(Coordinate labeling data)
========

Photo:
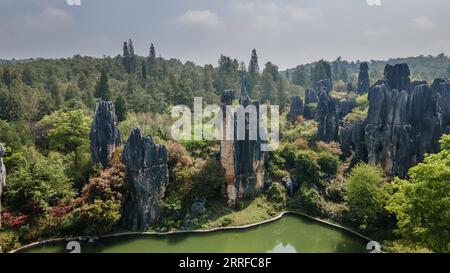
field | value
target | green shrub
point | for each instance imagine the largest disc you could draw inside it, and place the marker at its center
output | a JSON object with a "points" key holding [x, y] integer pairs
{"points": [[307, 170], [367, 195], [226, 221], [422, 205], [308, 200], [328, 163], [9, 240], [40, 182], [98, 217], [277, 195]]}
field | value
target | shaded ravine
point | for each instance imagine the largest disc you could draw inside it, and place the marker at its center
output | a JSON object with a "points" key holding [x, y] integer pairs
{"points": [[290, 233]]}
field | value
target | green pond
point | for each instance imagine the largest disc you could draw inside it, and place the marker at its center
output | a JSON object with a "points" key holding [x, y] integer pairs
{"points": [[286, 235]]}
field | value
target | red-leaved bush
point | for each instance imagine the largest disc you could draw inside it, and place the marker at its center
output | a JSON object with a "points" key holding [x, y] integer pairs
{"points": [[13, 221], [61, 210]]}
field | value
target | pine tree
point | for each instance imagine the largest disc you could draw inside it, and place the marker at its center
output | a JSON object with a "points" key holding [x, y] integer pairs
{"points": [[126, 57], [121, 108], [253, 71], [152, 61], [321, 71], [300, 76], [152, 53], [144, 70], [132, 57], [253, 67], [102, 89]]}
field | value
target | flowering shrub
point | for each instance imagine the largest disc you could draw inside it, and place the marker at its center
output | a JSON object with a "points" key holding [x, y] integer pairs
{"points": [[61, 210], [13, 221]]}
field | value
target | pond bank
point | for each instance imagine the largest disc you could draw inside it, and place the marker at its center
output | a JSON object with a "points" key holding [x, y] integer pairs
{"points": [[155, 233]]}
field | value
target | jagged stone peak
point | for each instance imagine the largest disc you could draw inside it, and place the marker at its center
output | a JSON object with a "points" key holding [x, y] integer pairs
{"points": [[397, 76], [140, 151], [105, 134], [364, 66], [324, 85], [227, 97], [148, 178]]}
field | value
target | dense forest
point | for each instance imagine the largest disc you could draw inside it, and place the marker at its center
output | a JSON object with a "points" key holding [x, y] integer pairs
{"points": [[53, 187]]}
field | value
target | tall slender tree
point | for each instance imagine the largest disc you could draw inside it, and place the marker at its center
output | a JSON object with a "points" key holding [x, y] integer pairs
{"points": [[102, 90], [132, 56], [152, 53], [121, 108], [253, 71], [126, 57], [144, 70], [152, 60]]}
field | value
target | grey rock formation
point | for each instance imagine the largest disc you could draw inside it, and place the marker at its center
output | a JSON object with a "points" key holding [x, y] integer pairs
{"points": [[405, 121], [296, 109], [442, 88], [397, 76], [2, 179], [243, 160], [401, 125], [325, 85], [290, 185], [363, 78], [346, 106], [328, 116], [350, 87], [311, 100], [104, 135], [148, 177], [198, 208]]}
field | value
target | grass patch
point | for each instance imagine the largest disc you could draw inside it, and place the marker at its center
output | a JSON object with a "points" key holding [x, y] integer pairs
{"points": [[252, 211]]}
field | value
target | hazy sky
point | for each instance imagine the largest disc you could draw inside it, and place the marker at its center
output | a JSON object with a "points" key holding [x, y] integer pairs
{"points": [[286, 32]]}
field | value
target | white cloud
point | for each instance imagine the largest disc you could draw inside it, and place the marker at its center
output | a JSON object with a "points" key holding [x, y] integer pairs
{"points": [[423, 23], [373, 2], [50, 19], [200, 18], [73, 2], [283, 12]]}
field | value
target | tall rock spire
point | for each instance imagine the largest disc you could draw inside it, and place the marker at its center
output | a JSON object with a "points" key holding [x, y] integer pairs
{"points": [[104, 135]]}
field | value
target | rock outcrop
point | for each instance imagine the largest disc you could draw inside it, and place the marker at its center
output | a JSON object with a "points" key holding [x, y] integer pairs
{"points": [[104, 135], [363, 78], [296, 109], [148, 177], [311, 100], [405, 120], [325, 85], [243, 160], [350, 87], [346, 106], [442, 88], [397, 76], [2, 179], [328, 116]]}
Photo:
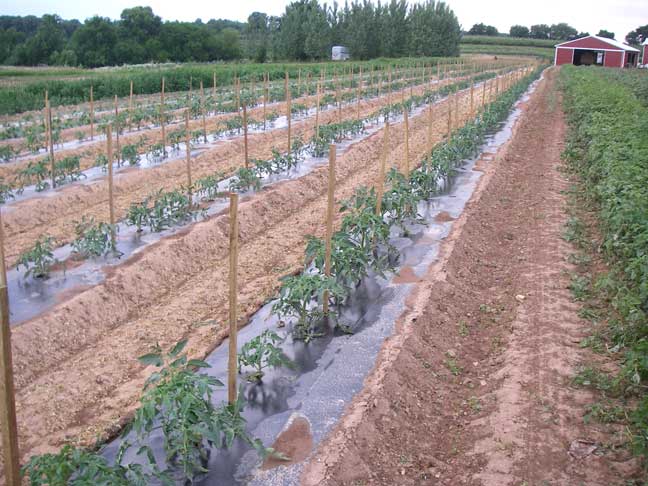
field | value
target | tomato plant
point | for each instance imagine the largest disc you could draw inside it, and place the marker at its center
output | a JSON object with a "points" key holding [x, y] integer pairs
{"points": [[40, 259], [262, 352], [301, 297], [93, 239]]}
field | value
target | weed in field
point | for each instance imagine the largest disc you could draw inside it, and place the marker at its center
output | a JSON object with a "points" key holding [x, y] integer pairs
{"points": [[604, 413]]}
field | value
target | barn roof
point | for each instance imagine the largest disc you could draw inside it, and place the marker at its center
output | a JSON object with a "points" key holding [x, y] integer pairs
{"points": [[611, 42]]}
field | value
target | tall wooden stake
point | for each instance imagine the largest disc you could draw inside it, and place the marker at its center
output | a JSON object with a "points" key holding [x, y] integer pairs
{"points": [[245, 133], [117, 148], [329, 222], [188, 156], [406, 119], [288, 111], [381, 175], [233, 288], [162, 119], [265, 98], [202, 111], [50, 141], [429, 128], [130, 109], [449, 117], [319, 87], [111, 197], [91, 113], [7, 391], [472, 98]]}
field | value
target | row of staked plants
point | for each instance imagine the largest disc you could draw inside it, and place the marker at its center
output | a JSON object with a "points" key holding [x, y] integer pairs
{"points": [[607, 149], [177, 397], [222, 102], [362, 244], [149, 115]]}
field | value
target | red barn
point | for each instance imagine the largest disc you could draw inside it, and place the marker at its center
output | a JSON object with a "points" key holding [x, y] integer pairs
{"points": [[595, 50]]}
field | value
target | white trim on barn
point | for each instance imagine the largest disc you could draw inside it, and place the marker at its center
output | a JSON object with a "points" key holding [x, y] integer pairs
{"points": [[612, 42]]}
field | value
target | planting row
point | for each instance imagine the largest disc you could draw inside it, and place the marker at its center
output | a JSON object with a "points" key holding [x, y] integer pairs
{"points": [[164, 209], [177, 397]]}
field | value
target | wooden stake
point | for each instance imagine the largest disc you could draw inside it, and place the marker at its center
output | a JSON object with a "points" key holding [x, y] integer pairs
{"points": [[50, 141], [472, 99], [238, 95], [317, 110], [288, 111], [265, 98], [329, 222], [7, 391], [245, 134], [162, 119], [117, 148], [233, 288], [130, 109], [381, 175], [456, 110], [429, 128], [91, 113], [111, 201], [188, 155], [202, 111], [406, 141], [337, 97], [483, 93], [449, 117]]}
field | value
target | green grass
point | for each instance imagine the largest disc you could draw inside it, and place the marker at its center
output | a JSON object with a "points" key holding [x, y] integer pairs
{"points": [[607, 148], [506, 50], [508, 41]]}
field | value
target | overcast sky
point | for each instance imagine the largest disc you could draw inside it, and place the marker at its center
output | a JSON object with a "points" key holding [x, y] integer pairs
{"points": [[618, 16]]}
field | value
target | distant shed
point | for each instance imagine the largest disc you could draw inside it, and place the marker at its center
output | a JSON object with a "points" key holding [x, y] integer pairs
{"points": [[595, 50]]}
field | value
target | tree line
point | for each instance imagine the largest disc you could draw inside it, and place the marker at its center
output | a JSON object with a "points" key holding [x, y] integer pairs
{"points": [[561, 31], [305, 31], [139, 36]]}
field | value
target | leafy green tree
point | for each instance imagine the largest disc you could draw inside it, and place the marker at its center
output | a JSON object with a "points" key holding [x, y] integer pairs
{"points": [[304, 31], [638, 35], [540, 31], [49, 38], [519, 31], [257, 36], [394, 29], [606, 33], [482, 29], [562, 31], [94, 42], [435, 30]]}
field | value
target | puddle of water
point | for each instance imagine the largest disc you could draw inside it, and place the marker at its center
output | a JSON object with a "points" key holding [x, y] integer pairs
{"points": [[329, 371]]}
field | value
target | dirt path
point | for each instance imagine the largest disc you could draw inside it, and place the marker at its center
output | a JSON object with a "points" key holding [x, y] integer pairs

========

What you will do -
Can you find every line in the data above that contains the word "white" and copy each of those lines in full? Case counts.

Task response -
target | white cloud
target | white trim on barn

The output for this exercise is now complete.